WHAT IS BEING ASKED
Would you copy the records below, exactly and only from their first line through the line containing "Timed drill: list bounding boxes for every electrical", without any pictures?

***** RECORD EXTRACTS *****

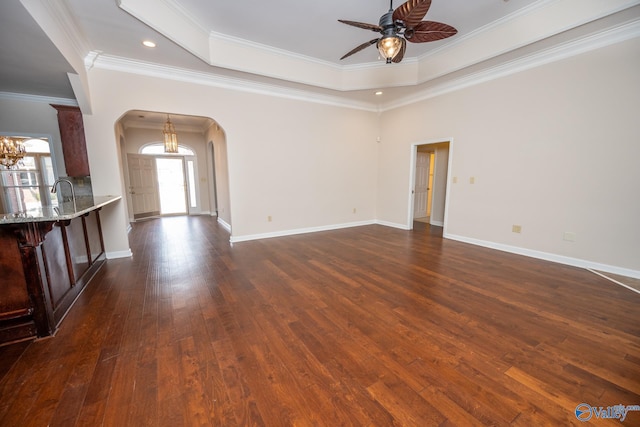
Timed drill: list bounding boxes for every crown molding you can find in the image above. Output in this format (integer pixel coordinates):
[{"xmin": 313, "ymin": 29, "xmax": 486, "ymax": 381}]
[
  {"xmin": 89, "ymin": 53, "xmax": 378, "ymax": 112},
  {"xmin": 411, "ymin": 0, "xmax": 640, "ymax": 86},
  {"xmin": 87, "ymin": 9, "xmax": 640, "ymax": 115},
  {"xmin": 381, "ymin": 15, "xmax": 640, "ymax": 112},
  {"xmin": 0, "ymin": 91, "xmax": 78, "ymax": 107},
  {"xmin": 119, "ymin": 0, "xmax": 640, "ymax": 93}
]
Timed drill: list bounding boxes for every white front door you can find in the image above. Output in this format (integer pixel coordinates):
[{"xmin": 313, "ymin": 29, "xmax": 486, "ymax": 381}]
[
  {"xmin": 413, "ymin": 152, "xmax": 430, "ymax": 218},
  {"xmin": 127, "ymin": 154, "xmax": 160, "ymax": 219}
]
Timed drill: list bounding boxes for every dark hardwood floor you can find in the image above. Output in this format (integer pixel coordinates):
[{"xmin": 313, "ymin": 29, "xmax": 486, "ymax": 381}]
[{"xmin": 1, "ymin": 216, "xmax": 638, "ymax": 426}]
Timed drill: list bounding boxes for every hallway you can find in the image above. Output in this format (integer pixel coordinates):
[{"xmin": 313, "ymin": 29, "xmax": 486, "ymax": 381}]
[{"xmin": 1, "ymin": 216, "xmax": 638, "ymax": 425}]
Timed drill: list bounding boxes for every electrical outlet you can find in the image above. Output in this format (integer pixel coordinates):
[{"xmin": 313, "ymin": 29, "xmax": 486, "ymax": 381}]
[
  {"xmin": 563, "ymin": 232, "xmax": 576, "ymax": 242},
  {"xmin": 512, "ymin": 225, "xmax": 522, "ymax": 233},
  {"xmin": 267, "ymin": 215, "xmax": 272, "ymax": 222},
  {"xmin": 452, "ymin": 176, "xmax": 458, "ymax": 184},
  {"xmin": 352, "ymin": 208, "xmax": 356, "ymax": 214}
]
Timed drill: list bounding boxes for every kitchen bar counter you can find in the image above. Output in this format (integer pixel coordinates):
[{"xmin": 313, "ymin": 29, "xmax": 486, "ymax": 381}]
[
  {"xmin": 0, "ymin": 195, "xmax": 120, "ymax": 224},
  {"xmin": 0, "ymin": 196, "xmax": 120, "ymax": 345}
]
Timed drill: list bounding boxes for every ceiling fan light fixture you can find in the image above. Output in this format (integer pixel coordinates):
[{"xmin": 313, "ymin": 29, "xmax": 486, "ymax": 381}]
[
  {"xmin": 339, "ymin": 0, "xmax": 457, "ymax": 64},
  {"xmin": 377, "ymin": 35, "xmax": 403, "ymax": 63}
]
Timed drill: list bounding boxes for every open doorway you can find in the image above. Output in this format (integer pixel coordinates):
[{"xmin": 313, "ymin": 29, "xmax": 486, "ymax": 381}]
[
  {"xmin": 118, "ymin": 110, "xmax": 231, "ymax": 229},
  {"xmin": 156, "ymin": 157, "xmax": 187, "ymax": 215},
  {"xmin": 409, "ymin": 140, "xmax": 452, "ymax": 233}
]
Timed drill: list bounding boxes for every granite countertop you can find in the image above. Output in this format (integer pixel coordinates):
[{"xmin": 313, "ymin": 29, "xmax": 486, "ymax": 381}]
[{"xmin": 0, "ymin": 195, "xmax": 121, "ymax": 224}]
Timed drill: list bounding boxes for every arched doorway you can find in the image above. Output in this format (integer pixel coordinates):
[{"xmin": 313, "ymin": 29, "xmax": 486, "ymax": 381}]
[{"xmin": 117, "ymin": 110, "xmax": 229, "ymax": 225}]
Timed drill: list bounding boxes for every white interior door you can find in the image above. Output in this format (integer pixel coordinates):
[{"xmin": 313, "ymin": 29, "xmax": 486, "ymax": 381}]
[
  {"xmin": 413, "ymin": 152, "xmax": 430, "ymax": 218},
  {"xmin": 127, "ymin": 154, "xmax": 160, "ymax": 219}
]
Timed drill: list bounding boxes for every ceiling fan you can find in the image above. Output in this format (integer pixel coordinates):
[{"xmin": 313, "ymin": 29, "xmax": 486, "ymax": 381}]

*****

RESPONSE BOX
Timed drill: list bounding boxes for every crown molding you can find in the image above. Output in this format (integer pixel coordinates):
[{"xmin": 313, "ymin": 29, "xmax": 486, "ymax": 381}]
[
  {"xmin": 89, "ymin": 53, "xmax": 378, "ymax": 112},
  {"xmin": 411, "ymin": 0, "xmax": 640, "ymax": 86},
  {"xmin": 87, "ymin": 9, "xmax": 640, "ymax": 115},
  {"xmin": 381, "ymin": 15, "xmax": 640, "ymax": 112},
  {"xmin": 0, "ymin": 91, "xmax": 78, "ymax": 107},
  {"xmin": 119, "ymin": 0, "xmax": 640, "ymax": 93}
]
Timed drill: list bounding boxes for every white front door you can find in the image above. Output in this format (integer pixel coordinates):
[{"xmin": 313, "ymin": 29, "xmax": 486, "ymax": 381}]
[
  {"xmin": 413, "ymin": 152, "xmax": 430, "ymax": 218},
  {"xmin": 127, "ymin": 154, "xmax": 160, "ymax": 219}
]
Timed drill: list bounding boxes for every dark hardwood floor you can find in the image above. Output in this format (integer pixel coordinates):
[{"xmin": 313, "ymin": 29, "xmax": 486, "ymax": 381}]
[{"xmin": 1, "ymin": 216, "xmax": 638, "ymax": 426}]
Timed drill: list bounding boxes for every hallway you can find in the image above. Output in this format (integer pixel coordinates):
[{"xmin": 313, "ymin": 29, "xmax": 486, "ymax": 381}]
[{"xmin": 1, "ymin": 216, "xmax": 638, "ymax": 425}]
Timed drill: list bounding boxes for every electrical outlet you can find in the image above. Output in this format (integer pixel coordinates):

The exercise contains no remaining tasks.